前のページ 次のページ

第2節 

2 カドミウム等の健康影響に関する調査研究

 カドミウムによる健康被害発生の未然防止を図るため、前述の昭和43年の厚生省見解で示されたカドミウムによる健康影響について、カドミウム汚染地域において住民の健康調査を実施している。これらの住民健康調査を通じ、富山県神通川流域を除いてイタイイタイ病患者は発見されていない。環境庁では、昭和60年度から、54〜59年度に実施した神通川流域住民健康調査において何らかの所見が認められた者を対象として、住民健康調査を実施している。
 一方、カドミウム汚染と近位尿細管機能異常との間の因果関係を始め、イタイイタイ病の原因及びカドミウムの人体影響については、なお未解明な事項もあるため、環境庁においては、? 実験動物(老齢サル等)を使用したカドミウムの長期微量投与実験? カドミウム環境汚染地域住民にみられる低分子量蛋白尿などの徴候についての臨床医学的意義や発生機序に関する研究? イタイイタイ病認定患者の予後の改善や発生の未然防止等の研究? 認定患者、要観察者の剖検、生検等の病理学的検索の研究を進め、平成元年、それまでの成果を中間的に取りまとめ、発表した。

--------------------

**取り組む課題:**
A: カドミウムの健康影響に関する本文によると、環境庁が昭和60年度から実施している住民健康調査は、どのような人を対象としていますか。
B: カドミウムの健康影響に関する本文を、最後の文のあとから書き継いでください。
ここからの項目は、本文とは別の資料から採ったものです。

--------------------

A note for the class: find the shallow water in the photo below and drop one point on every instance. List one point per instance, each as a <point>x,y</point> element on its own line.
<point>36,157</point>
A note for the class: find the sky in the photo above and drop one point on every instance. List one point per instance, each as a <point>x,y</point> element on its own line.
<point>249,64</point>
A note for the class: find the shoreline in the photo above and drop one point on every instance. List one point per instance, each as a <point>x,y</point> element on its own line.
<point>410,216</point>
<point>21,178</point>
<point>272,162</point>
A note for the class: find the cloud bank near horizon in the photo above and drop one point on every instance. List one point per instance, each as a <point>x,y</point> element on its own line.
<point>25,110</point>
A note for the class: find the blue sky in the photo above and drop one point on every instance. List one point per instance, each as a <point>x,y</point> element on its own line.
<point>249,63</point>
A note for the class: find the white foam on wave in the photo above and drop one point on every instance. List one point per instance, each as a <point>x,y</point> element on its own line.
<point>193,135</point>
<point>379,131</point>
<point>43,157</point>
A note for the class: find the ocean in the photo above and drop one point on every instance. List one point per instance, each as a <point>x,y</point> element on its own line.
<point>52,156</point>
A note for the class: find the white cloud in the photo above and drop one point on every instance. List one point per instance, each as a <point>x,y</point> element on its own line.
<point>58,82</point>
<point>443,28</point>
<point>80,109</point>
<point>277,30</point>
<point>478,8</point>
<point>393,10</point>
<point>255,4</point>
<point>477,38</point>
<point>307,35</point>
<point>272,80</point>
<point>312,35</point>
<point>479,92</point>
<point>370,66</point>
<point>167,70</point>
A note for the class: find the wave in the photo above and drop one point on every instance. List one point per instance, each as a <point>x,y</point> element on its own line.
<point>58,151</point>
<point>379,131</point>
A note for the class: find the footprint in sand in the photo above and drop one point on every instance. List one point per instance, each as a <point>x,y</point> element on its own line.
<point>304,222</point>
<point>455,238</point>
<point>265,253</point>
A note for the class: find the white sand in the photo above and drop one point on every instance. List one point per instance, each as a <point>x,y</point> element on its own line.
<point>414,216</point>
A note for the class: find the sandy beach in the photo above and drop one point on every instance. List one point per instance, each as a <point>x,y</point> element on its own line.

--------------------

**課題の解答:**
A: 54〜59年度に実施した神通川流域住民健康調査で、何らかの所見が認められた者です。

B:
 この内容は、カドミウム曝露による腎や骨等の影響について、なお調査研究を継続実施する必要があるとするものであり、この調査研究の結果を踏まえてカドミウムの健康影響を究明すべく、調査研究を引き続き実施している。
 また環境庁においては、水質汚濁等の人体影響について科学的な調査研究を推進するため、水俣病に関する総合的研究、重金属等の人体影響に関する総合的研究等を行っている。